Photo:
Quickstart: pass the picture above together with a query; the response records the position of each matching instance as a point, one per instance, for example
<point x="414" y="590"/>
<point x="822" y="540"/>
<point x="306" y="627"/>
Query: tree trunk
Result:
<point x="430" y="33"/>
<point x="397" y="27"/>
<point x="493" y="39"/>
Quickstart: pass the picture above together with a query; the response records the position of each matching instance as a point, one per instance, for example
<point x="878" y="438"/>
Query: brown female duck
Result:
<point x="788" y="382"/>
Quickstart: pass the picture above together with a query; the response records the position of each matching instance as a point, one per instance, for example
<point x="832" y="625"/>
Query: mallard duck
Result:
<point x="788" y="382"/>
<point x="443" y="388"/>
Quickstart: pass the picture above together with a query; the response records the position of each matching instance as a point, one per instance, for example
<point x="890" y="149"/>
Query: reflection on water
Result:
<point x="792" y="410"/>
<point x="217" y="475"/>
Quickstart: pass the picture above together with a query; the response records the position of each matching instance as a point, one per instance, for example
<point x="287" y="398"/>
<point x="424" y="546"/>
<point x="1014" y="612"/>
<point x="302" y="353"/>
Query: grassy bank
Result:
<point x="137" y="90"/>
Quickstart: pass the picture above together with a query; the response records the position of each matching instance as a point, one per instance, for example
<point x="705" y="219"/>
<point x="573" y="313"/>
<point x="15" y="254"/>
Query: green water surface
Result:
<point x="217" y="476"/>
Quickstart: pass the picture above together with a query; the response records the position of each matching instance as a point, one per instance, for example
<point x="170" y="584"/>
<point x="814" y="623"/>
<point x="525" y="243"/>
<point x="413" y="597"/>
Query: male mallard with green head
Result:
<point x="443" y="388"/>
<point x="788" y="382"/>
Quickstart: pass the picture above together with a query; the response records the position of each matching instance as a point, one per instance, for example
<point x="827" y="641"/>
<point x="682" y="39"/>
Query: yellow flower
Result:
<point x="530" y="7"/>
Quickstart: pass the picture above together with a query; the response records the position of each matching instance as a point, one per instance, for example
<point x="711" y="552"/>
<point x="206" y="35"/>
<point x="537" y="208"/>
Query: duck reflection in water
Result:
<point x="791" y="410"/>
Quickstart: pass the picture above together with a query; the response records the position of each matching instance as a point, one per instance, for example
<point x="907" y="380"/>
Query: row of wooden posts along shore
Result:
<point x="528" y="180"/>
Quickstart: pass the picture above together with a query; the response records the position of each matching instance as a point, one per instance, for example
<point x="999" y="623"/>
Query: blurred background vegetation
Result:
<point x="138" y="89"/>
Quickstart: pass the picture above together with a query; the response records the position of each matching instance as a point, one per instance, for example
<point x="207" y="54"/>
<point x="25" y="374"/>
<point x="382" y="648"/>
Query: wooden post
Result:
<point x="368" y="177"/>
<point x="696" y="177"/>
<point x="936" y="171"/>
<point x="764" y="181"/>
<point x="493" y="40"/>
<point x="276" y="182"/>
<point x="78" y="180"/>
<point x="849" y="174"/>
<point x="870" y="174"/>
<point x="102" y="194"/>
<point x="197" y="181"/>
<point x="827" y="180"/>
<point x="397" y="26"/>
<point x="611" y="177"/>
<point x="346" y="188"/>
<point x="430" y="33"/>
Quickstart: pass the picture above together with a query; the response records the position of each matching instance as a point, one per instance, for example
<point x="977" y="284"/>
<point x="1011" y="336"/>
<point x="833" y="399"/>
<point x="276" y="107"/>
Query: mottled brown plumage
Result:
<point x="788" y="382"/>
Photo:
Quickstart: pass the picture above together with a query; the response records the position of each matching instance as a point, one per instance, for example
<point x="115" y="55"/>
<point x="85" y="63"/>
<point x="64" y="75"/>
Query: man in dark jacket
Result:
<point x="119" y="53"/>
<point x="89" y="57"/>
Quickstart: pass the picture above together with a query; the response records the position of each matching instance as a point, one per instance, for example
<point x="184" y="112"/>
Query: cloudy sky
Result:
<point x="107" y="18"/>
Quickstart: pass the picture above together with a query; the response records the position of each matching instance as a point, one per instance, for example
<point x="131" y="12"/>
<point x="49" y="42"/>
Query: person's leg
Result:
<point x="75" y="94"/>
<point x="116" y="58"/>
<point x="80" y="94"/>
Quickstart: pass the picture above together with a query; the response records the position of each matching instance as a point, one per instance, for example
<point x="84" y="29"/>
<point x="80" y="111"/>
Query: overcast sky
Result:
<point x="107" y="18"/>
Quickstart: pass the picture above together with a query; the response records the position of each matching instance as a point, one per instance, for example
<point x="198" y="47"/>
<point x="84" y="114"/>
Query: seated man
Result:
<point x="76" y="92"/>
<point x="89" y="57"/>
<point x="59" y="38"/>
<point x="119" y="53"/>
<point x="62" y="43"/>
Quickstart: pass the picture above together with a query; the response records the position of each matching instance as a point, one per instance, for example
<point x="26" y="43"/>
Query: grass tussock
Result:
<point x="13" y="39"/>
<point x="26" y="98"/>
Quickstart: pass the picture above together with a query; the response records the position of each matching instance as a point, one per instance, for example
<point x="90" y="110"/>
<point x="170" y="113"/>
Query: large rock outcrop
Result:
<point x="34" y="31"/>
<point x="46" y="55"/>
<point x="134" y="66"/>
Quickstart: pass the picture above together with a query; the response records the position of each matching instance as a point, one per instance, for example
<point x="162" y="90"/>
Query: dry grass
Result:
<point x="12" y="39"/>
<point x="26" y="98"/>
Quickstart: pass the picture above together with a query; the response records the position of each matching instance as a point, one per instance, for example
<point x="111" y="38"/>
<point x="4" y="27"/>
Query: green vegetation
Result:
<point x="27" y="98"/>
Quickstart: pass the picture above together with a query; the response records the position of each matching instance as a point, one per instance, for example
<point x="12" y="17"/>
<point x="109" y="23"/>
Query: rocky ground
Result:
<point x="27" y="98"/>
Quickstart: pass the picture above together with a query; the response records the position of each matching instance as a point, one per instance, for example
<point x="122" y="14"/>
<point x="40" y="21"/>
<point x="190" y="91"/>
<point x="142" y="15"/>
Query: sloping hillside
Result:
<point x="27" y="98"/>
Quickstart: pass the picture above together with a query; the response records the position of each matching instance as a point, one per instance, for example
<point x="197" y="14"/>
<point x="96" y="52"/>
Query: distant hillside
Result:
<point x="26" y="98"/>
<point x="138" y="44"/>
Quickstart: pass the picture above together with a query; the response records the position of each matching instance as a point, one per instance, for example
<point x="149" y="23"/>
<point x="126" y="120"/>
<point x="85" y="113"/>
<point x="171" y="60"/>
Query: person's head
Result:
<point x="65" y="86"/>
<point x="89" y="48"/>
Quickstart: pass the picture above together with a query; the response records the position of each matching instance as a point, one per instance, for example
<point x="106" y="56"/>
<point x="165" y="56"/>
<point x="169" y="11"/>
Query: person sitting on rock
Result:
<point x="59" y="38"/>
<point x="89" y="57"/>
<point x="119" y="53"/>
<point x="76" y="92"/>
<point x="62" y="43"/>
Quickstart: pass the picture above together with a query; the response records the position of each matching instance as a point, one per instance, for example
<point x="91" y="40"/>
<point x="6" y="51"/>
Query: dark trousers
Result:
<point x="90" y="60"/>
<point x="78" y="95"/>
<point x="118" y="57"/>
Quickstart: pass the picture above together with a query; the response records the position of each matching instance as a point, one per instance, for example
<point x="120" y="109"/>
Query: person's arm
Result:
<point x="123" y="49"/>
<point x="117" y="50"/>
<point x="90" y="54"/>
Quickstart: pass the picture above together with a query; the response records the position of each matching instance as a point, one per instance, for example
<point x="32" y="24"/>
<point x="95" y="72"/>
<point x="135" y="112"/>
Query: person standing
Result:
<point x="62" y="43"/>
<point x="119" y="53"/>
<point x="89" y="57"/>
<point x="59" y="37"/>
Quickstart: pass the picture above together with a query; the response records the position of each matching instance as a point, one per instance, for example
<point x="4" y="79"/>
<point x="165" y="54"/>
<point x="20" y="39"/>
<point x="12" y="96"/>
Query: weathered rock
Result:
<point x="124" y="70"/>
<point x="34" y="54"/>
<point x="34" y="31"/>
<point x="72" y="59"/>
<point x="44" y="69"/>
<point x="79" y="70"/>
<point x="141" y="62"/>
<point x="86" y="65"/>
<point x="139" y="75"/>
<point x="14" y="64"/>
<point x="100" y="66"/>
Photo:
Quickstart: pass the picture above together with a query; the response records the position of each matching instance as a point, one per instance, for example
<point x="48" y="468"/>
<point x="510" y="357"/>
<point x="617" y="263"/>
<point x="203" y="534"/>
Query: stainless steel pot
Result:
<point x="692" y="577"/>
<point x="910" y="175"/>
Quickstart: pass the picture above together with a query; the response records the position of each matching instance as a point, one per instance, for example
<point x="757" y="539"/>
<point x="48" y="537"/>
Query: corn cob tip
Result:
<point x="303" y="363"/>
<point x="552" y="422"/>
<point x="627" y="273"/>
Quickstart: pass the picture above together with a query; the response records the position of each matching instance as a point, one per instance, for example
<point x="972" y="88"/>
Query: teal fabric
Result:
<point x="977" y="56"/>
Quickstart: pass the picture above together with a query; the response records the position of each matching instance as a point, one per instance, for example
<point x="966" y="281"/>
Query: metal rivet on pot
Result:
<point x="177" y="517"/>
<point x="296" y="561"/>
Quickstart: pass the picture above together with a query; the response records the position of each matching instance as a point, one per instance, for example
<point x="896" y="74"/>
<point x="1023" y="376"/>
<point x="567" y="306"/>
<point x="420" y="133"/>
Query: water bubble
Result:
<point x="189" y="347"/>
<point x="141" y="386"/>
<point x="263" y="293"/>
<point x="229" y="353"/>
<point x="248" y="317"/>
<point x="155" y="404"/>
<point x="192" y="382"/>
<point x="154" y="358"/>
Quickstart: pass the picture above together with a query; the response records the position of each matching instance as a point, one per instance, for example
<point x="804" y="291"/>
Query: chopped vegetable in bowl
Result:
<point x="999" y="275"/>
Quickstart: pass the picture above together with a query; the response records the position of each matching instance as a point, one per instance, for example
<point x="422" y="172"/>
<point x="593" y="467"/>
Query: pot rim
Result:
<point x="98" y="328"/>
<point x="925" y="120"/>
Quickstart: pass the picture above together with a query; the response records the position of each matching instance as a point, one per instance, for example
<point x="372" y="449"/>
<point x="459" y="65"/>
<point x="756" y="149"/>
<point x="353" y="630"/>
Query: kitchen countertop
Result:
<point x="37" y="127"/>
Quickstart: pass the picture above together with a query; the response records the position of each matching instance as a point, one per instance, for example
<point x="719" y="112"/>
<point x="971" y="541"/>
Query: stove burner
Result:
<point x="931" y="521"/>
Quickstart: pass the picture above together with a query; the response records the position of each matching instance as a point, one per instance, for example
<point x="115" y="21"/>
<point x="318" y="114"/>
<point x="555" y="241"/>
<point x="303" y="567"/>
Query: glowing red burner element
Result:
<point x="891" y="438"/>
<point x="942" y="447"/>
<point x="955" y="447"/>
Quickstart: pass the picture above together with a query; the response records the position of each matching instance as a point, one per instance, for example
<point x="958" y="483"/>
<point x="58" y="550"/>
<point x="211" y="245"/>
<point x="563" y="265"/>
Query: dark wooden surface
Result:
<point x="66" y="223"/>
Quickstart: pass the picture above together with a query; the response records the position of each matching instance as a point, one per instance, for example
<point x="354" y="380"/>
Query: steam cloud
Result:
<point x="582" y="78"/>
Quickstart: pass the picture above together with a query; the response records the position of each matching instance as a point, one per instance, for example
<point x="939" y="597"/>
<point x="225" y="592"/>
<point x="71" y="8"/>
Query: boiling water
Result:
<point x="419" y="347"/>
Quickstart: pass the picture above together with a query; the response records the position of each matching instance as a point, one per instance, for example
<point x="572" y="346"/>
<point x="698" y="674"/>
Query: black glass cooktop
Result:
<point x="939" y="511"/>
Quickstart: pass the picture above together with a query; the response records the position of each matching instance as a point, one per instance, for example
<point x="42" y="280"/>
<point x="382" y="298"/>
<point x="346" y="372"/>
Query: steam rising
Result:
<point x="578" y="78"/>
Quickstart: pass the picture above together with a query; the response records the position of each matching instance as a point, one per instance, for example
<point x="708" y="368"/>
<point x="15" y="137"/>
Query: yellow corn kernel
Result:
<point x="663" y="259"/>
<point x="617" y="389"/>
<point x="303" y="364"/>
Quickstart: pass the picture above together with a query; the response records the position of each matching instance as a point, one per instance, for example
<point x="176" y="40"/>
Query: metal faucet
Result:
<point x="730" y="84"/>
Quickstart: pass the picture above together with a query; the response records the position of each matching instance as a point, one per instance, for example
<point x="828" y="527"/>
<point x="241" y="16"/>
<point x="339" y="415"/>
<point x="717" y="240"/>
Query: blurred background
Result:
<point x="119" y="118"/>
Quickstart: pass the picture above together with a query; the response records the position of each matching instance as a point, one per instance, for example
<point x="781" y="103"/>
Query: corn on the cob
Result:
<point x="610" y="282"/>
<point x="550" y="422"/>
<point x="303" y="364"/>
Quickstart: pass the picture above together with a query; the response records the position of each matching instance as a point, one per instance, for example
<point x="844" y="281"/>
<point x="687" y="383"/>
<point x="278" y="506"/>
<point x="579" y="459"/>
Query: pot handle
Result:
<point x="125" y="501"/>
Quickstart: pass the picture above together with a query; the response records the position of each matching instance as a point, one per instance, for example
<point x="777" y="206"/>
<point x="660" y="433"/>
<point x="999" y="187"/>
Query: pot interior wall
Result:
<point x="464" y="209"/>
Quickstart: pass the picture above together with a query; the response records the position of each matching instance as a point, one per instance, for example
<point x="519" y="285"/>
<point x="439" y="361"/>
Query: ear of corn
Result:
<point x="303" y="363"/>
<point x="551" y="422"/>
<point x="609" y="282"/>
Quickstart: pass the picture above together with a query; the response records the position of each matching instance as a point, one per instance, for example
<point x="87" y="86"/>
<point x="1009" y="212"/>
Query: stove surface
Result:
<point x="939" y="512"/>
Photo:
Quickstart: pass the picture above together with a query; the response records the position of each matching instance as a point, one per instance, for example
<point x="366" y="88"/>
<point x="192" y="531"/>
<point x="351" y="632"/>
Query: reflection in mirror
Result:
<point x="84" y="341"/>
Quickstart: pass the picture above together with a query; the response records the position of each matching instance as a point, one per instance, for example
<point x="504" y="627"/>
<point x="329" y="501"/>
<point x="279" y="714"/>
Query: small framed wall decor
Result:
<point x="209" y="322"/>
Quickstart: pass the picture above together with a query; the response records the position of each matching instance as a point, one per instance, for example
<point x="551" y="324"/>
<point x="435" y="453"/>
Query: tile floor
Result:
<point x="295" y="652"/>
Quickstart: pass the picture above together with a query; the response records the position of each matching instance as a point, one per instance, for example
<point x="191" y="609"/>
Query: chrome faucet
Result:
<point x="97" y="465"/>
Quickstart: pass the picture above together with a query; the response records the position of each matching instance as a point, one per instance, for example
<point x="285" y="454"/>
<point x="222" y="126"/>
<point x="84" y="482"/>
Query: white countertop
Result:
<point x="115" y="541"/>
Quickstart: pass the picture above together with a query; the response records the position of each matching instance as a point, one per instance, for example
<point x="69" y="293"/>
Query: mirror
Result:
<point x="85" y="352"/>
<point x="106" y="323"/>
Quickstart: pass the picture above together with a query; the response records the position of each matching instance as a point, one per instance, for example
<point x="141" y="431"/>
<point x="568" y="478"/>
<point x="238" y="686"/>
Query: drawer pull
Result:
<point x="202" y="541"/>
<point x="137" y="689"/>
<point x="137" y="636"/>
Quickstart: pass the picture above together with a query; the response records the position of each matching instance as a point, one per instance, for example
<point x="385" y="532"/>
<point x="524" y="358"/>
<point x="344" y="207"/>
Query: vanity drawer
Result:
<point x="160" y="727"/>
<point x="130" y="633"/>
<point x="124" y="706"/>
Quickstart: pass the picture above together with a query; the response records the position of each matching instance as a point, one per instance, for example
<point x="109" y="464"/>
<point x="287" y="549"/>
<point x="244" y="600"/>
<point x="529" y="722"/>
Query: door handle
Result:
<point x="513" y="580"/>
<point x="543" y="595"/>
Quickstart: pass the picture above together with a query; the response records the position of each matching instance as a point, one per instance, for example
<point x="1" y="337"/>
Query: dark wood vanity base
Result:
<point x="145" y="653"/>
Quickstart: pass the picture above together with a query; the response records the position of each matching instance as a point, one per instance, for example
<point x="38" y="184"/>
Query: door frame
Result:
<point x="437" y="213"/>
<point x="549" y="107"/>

→ **What this task involves**:
Report every line of the data above that contains the word "mallard", copying each such line in full.

→ **Finished task**:
Query: mallard duck
Query: male mallard with green head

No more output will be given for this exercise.